====== Fragmento ======

En ocasión a la segunda toma de posesión del presidente venezolano Carlos Andrés Pérez en el año de 1989, el líder de la Revolución Cubana Fidel Castro coincidió con el entonces presidente de nuestro país (República Dominicana) Dr. Joaquín Balaguer, quien había asistido al acto oficial en su condición de primer mandatario. Allí conversaron animadamente de diferentes temas y como era de esperarse, la prensa aprovechó para tomar algunas fotografías que retrataraN la conversación sostenida por ambos mandatarios.

Entre las fotografías publicadas por la prensa hubo una que llamó particularmente la atención. En ella se podía ver a un Joaquín Balaguer formalmente vestido, sentado correctamente con la típica pose protocolar y con el temple que le caracterizaba. Sin embargo, contrario a lo proyectado por el Dr. Balaguer, contrastaba lo reflejado por el líder cubano en la forma en que hallaba sentado. Conforme a la imagen captada en la fotografía, Fidel Castro se encontraba tumbado en el sofá mientras una de sus piernas yacía reclina en el asiento. Dicha foto, para trivialidad del ojo crítico, llamó la atención.

====== Material proporcionado ======

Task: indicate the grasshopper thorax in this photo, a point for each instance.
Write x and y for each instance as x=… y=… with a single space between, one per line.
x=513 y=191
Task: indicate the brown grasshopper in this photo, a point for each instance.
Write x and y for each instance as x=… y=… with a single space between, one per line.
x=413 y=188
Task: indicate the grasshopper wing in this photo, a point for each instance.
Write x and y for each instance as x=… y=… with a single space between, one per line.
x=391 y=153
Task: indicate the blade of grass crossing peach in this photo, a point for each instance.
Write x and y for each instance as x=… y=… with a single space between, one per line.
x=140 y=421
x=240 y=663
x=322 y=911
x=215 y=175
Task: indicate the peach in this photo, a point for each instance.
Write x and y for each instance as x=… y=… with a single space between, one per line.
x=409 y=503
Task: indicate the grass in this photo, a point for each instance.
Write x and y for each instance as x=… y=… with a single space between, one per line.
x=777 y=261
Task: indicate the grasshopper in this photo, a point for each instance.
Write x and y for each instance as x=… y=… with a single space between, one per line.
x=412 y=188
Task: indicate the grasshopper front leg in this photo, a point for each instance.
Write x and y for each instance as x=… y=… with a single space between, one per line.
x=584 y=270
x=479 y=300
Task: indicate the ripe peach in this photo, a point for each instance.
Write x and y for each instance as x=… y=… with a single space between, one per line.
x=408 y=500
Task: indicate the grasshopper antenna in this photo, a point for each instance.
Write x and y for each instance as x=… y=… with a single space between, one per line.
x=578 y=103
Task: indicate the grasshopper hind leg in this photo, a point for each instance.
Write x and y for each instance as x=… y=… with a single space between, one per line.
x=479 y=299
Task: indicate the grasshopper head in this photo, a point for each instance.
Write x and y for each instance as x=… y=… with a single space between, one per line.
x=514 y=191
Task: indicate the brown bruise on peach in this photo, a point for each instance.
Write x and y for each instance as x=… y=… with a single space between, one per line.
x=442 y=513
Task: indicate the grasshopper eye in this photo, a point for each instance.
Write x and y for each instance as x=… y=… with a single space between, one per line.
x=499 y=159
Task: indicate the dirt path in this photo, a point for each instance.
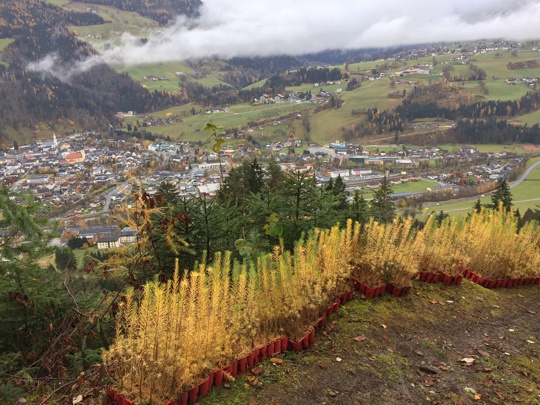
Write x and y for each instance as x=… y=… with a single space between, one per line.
x=412 y=350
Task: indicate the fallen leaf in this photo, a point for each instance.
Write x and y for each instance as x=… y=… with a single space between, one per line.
x=429 y=382
x=257 y=370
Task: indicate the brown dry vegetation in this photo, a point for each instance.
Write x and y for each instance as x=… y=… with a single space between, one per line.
x=386 y=344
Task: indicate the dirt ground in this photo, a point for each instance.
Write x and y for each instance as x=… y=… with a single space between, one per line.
x=439 y=345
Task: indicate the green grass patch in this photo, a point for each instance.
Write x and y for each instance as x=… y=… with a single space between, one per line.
x=237 y=117
x=525 y=196
x=113 y=14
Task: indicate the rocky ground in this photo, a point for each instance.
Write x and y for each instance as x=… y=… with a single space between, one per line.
x=439 y=345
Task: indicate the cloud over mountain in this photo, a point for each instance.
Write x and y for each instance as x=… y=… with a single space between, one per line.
x=270 y=27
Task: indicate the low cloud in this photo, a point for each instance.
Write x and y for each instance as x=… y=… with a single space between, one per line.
x=275 y=27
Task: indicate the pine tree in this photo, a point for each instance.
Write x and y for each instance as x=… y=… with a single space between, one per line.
x=382 y=205
x=65 y=259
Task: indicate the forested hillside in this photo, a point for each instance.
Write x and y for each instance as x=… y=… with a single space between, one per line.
x=90 y=98
x=160 y=10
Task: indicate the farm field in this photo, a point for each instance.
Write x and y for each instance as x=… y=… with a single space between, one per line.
x=237 y=116
x=526 y=195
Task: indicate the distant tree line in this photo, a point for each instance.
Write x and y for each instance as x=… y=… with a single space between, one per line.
x=411 y=109
x=266 y=65
x=253 y=211
x=162 y=11
x=496 y=131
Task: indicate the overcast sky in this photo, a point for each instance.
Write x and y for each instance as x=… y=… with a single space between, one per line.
x=228 y=28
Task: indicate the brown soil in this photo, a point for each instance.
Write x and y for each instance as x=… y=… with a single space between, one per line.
x=410 y=350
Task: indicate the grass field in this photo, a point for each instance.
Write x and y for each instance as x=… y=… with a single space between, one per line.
x=237 y=117
x=526 y=195
x=531 y=119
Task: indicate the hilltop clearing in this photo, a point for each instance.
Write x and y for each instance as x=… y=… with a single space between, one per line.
x=412 y=350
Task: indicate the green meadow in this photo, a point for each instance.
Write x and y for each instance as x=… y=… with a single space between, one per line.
x=525 y=195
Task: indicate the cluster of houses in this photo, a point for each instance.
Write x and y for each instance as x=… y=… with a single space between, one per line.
x=528 y=81
x=64 y=171
x=104 y=237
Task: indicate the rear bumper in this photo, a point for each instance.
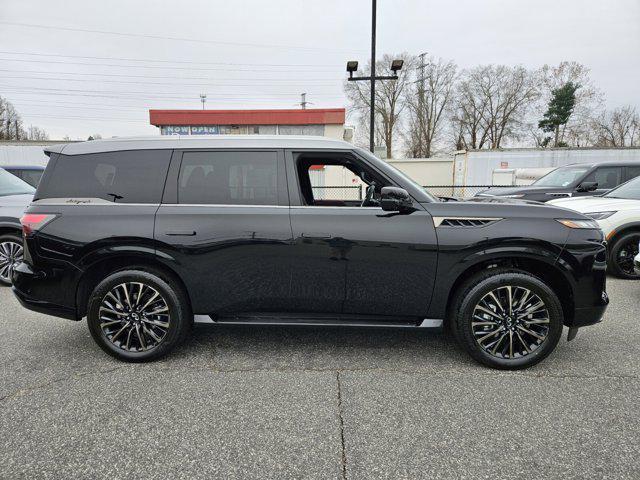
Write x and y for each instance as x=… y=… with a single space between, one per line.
x=590 y=315
x=25 y=281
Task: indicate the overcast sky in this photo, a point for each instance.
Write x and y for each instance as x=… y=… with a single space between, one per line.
x=64 y=75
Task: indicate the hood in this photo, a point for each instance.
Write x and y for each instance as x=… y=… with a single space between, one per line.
x=521 y=189
x=596 y=204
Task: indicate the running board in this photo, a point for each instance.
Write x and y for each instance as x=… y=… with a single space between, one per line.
x=326 y=320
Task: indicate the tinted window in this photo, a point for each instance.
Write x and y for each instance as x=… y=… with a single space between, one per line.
x=228 y=178
x=32 y=177
x=561 y=177
x=629 y=190
x=633 y=172
x=12 y=185
x=135 y=176
x=606 y=177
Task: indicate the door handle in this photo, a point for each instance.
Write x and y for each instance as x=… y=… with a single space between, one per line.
x=324 y=236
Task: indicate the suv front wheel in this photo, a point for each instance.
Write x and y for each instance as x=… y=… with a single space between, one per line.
x=137 y=316
x=507 y=319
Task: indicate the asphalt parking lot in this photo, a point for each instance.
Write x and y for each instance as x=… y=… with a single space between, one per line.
x=241 y=402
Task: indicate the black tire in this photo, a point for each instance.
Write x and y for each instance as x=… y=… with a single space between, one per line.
x=472 y=294
x=621 y=255
x=178 y=315
x=9 y=258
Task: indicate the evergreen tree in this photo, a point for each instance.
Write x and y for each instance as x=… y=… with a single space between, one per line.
x=560 y=109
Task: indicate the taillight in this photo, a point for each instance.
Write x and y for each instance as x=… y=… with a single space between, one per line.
x=32 y=222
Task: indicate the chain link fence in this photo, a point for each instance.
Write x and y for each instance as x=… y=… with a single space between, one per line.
x=334 y=192
x=356 y=192
x=466 y=191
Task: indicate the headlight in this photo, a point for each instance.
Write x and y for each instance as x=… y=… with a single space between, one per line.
x=599 y=215
x=592 y=224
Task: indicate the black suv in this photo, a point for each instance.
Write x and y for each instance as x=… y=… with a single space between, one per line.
x=138 y=235
x=571 y=181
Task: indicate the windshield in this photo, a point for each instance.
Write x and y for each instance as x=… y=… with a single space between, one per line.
x=12 y=185
x=561 y=177
x=629 y=190
x=401 y=174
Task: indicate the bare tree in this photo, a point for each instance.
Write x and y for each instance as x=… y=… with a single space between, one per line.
x=36 y=133
x=427 y=99
x=617 y=128
x=11 y=123
x=389 y=101
x=492 y=104
x=588 y=100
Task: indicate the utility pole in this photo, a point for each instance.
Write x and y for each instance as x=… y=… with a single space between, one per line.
x=352 y=66
x=421 y=119
x=303 y=101
x=372 y=113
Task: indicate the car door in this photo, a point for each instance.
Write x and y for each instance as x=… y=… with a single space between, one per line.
x=358 y=259
x=224 y=227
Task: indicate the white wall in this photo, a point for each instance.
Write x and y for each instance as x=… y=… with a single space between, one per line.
x=426 y=171
x=27 y=154
x=476 y=167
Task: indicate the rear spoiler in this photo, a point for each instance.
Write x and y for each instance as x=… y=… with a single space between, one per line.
x=57 y=148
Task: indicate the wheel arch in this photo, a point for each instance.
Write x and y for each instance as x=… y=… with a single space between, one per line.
x=618 y=232
x=95 y=272
x=549 y=272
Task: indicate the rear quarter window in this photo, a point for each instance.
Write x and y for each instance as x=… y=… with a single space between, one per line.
x=135 y=176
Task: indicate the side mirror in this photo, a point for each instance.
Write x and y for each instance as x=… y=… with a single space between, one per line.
x=394 y=199
x=587 y=187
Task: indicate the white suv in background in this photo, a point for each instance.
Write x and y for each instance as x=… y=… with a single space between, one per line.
x=618 y=213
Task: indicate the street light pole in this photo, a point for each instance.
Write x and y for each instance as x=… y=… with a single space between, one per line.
x=352 y=67
x=372 y=113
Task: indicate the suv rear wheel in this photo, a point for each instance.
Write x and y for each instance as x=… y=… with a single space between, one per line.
x=137 y=316
x=10 y=255
x=507 y=319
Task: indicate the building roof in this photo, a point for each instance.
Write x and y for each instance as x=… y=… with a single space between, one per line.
x=311 y=116
x=198 y=141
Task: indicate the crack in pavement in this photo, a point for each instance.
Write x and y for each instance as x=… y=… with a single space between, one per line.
x=341 y=418
x=213 y=369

======

Ejercicio breve 1:
En el fragmento sobre el encuentro entre Fidel Castro y Joaquín Balaguer, ¿en qué acto coincidieron ambos en 1989?
Ejercicio breve 2:
Prolonga el fragmento sobre el encuentro entre Fidel Castro y Joaquín Balaguer a partir de su última oración.

Respuesta final 1:
En la segunda toma de posesión del presidente venezolano Carlos Andrés Pérez.

Respuesta final 2:
En una sociedad materialista y reductora de todo lo importante a lo puramente banal, no valen la pena la preparación, la educación o calidad humana en una persona, sino más bien lo que lleva puesto o lo que proyecte en apariencia

La toma de posesión del presidente Carlos Andrés Pérez fue el 2 de febrero del año 1989, y durante los días posteriores al evento se criticó, incluso en términos despectivos, la posición en la que salió Fidel Castro en la foto junto al Dr. Balaguer. ¿Era acaso la manera de sentarse lo que se debía tomar en cuenta en un personaje como Fidel Castro? ¿No era su figura misma y la historia de lucha que él encarnaba algo más importante? ¿No fue Fidel el ideólogo y principal líder de una de las Revoluciones más singulares sucedidas en toda la región de Latinoamérica? ¿Valía realmente la pena tomarle en cuenta la manera en que aquel revolucionario se sentara?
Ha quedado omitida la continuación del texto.